Excerpted passage
════════

Key Words: BRCA1, BRCA2, breast cancer, prevention, risk reduction, ovarian cancer. (Definitions of many terms related to cancer can be found in the Cancer.gov Dictionary.)

Preventive surgery to remove the ovaries and fallopian tubes can decrease the risk of breast and gynecologic cancers in women with a genetic mutation that puts them at high risk for these diseases, according to a study published in the May 23, 2002, issue of the New England Journal of Medicine (NEJM). A second, separate study in the same issue found that the preventive removal of both ovaries reduced the risk of breast, ovarian and other gynecologic cancers in women with the BRCA1 and BRCA2 mutations.

The first study involved 170 women age 35 and older, all of whom carried either the BRCA1 or BRCA2 genetic mutation (see the journal abstract). Women with these mutations have a 60 to 85 percent risk of developing breast cancer and a 15 to 65 percent risk of developing ovarian cancer by age 70. The study was conducted at Memorial Sloan-Kettering Cancer Center in New York.

════════

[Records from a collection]
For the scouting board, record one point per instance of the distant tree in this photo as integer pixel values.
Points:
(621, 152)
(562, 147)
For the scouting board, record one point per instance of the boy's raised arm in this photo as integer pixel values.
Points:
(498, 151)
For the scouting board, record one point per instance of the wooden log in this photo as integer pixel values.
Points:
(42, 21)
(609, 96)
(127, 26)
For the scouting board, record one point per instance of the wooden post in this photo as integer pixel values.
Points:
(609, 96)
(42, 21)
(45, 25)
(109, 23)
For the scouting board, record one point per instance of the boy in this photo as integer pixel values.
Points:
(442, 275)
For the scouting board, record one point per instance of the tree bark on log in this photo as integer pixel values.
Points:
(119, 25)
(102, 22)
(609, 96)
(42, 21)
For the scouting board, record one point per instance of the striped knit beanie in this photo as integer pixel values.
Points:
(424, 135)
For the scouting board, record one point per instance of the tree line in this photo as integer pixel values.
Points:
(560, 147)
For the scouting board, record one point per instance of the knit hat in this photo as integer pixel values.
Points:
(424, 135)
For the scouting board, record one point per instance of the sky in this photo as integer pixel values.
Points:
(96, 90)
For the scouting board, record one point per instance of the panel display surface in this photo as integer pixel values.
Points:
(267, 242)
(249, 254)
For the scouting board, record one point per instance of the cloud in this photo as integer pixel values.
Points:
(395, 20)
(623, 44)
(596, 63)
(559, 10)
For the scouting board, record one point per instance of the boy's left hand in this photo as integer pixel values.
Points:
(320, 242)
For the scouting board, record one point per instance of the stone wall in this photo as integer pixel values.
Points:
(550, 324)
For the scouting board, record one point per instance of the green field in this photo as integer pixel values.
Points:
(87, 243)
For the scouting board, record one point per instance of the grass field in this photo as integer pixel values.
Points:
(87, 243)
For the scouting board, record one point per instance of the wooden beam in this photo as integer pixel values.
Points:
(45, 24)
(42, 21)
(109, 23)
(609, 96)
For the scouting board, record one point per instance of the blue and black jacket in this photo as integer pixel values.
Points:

════════

Check your understanding
1. In the passage on preventive surgery for women with BRCA mutations, where was the first study conducted?
2. From the passage on preventive surgery for women with BRCA mutations, reproduce verbatim the part that opens with the words containing "The first study" and closes with "in New York.".
3. Write the next part of the passage on preventive surgery for women with BRCA mutations, beginning after its final sentence.

Answers for each item
1. Memorial Sloan-Kettering Cancer Center in New York.

2.
The first study involved 170 women age 35 and older, all of whom carried either the BRCA1 or BRCA2 genetic mutation (see the journal abstract). Women with these mutations have a 60 to 85 percent risk of developing breast cancer and a 15 to 65 percent risk of developing ovarian cancer by age 70. The study was conducted at Memorial Sloan-Kettering Cancer Center in New York.

3.
The medical name for the procedure performed in this study is a salpingo-oophorectomy. "Salpingo" refers to the fallopian tubes. "Oophorectomy" means surgical removal of the ovaries. Although the procedure is widely recommended in carriers of the BRCA1 and BRCA2 mutations, no previous studies had followed patients after the surgery to see whether they developed fewer cancers than patients who did not have the surgery.

Study participants were offered the choice of undergoing either preventive surgery or surveillance for breast and ovarian cancer. Surveillance included annual or twice-yearly gynecologic exams and twice-yearly vaginal ultrasound exams and tests of blood levels of CA-125, a protein that is a marker for ovarian cancer. Women who had not undergone preventive mastectomies were advised to have annual mammograms (an x-ray of the breast) and frequent clinical breast exams and to perform monthly breast self-examination.

During a follow-up period that averaged two years, three of 98 women who chose preventive surgery were diagnosed with breast cancer and one with cancer of the peritoneum (the lining of the abdomen). By contrast, of the 72 women who chose surveillance, eight were diagnosed with breast cancer, four with ovarian cancer, and one with peritoneal cancer. The time to development of cancer was longer in the surgery group than in the surveillance group.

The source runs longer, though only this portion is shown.